── Working data ──
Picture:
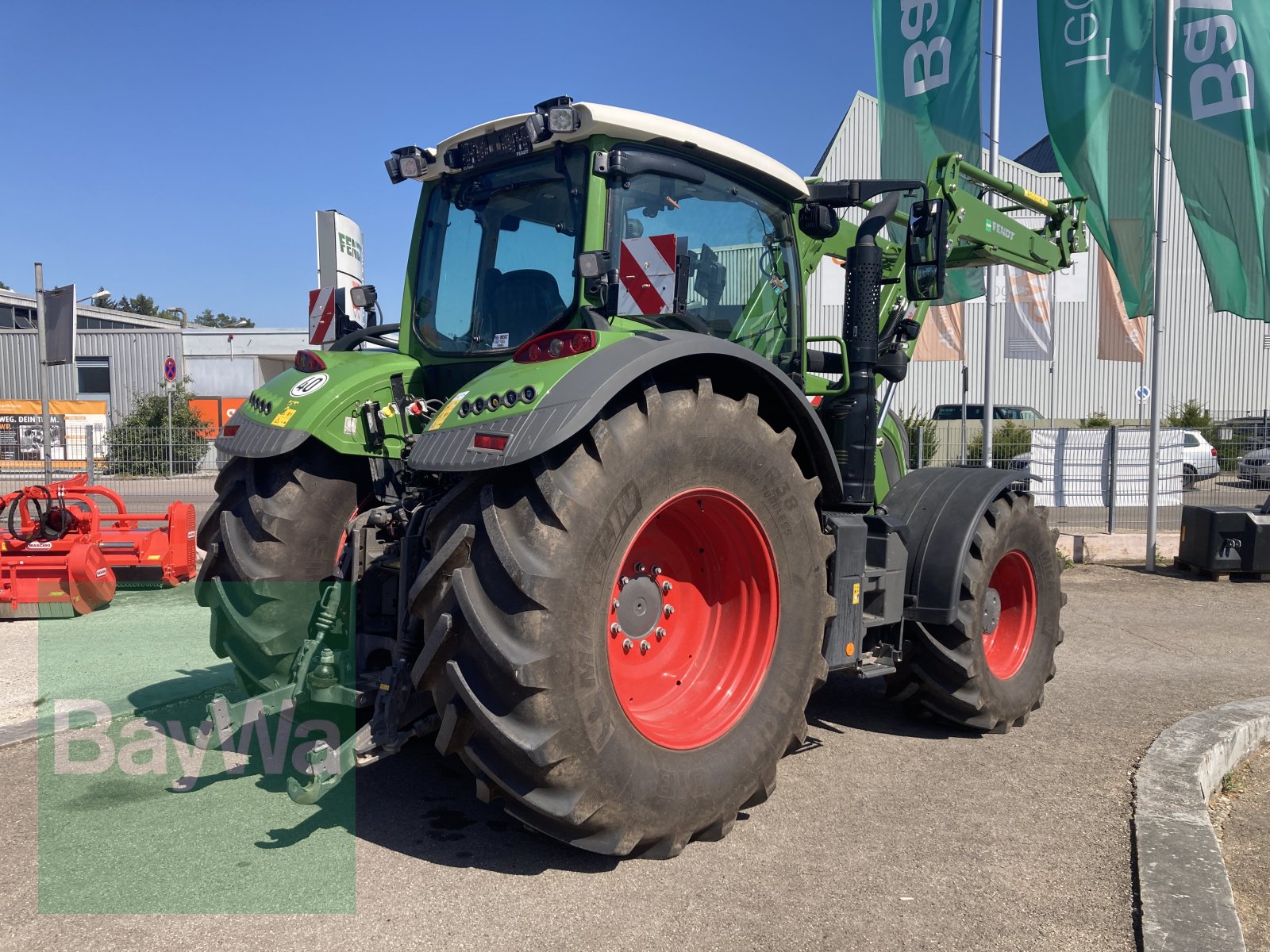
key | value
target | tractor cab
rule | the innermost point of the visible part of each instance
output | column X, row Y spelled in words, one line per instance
column 592, row 216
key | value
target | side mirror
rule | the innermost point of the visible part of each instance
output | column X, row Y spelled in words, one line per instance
column 925, row 251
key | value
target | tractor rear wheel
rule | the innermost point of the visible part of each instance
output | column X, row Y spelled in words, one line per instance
column 272, row 536
column 629, row 647
column 988, row 668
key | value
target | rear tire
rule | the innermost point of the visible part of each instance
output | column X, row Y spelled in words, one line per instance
column 988, row 668
column 272, row 536
column 527, row 666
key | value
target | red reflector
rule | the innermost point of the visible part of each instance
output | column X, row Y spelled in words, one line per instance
column 560, row 343
column 309, row 362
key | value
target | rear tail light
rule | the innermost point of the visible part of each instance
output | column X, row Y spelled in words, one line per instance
column 550, row 347
column 309, row 362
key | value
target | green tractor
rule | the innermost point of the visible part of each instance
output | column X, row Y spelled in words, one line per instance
column 606, row 514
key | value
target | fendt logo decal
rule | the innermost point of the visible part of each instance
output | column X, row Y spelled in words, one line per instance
column 309, row 385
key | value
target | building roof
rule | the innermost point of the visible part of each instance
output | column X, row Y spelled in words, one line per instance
column 1041, row 156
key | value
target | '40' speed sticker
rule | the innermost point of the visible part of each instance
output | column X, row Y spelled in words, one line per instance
column 310, row 384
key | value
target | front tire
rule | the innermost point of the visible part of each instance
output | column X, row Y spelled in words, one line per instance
column 988, row 668
column 271, row 539
column 554, row 685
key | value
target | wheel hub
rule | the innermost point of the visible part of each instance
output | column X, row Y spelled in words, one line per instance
column 991, row 611
column 639, row 606
column 692, row 619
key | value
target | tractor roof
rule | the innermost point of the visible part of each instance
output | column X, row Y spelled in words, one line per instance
column 613, row 121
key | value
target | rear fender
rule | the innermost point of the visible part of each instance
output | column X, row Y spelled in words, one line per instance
column 579, row 397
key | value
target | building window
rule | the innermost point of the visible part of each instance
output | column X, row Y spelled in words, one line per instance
column 92, row 376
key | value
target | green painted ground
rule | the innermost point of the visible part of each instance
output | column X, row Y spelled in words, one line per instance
column 144, row 831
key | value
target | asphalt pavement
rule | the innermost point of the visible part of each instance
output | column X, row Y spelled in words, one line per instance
column 884, row 833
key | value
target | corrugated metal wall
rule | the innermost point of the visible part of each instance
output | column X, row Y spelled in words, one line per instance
column 1219, row 359
column 137, row 365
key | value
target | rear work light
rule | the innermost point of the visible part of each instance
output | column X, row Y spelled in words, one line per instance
column 549, row 347
column 309, row 362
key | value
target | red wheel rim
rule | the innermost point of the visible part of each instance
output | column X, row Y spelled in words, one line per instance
column 686, row 677
column 1006, row 647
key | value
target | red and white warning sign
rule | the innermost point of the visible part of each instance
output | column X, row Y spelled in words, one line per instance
column 645, row 274
column 321, row 317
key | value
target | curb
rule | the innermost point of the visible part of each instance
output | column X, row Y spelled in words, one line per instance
column 1183, row 888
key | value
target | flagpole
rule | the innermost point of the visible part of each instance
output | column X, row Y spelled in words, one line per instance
column 990, row 287
column 1166, row 135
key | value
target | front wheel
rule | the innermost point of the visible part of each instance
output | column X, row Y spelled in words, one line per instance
column 988, row 668
column 638, row 628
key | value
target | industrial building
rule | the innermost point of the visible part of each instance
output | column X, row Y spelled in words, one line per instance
column 1219, row 359
column 121, row 355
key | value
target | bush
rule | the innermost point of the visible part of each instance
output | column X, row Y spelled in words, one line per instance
column 139, row 444
column 916, row 422
column 1009, row 440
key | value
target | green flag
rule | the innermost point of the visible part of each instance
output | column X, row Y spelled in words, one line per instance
column 1098, row 79
column 1222, row 144
column 927, row 59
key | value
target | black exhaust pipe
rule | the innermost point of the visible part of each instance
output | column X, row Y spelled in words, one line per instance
column 854, row 416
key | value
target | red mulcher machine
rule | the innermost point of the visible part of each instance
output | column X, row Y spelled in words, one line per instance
column 61, row 555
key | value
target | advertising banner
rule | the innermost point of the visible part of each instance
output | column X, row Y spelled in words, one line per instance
column 1222, row 144
column 341, row 263
column 1098, row 80
column 929, row 97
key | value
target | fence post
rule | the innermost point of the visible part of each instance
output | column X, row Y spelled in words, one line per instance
column 169, row 435
column 1115, row 452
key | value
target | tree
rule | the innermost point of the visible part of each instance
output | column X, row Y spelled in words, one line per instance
column 206, row 319
column 139, row 444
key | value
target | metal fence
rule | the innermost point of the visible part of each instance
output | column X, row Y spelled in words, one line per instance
column 1094, row 480
column 149, row 467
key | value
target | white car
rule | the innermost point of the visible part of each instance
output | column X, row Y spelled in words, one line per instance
column 1199, row 463
column 1255, row 467
column 1199, row 459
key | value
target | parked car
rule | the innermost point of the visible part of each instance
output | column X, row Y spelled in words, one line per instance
column 1199, row 463
column 975, row 412
column 1199, row 460
column 1255, row 467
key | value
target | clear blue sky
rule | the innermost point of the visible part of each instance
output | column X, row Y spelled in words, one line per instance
column 181, row 149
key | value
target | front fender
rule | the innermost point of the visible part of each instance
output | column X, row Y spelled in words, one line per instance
column 325, row 405
column 579, row 397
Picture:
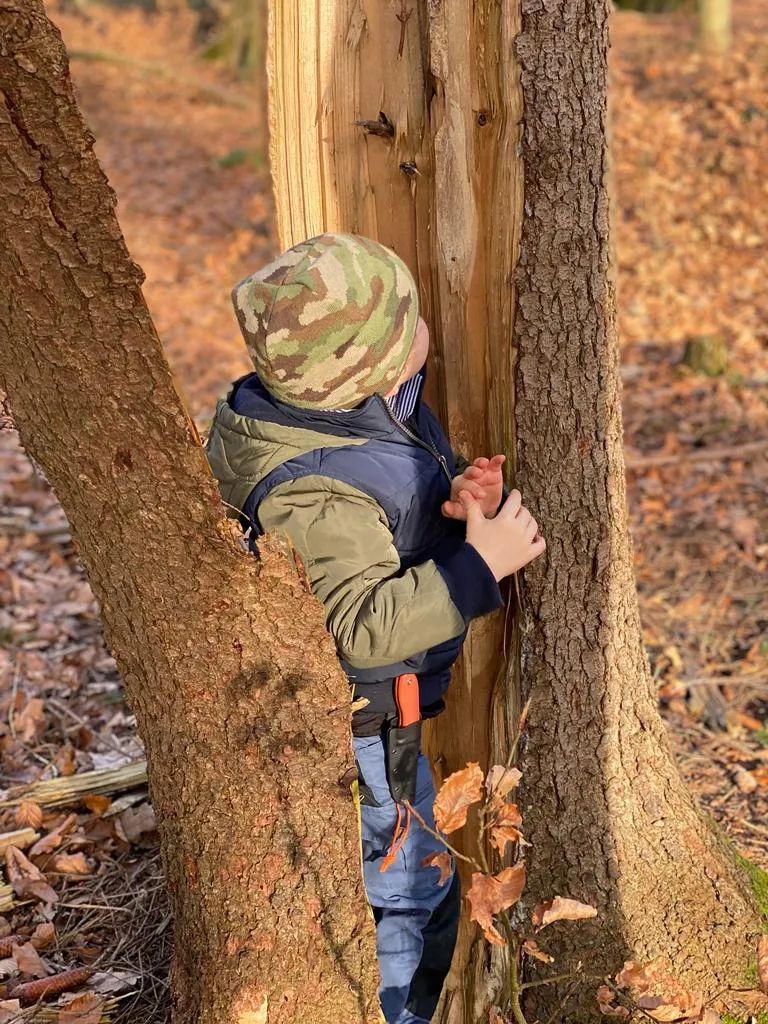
───
Determine how many lines in the items above contain the word "metal", and state only that number.

Output for this task =>
2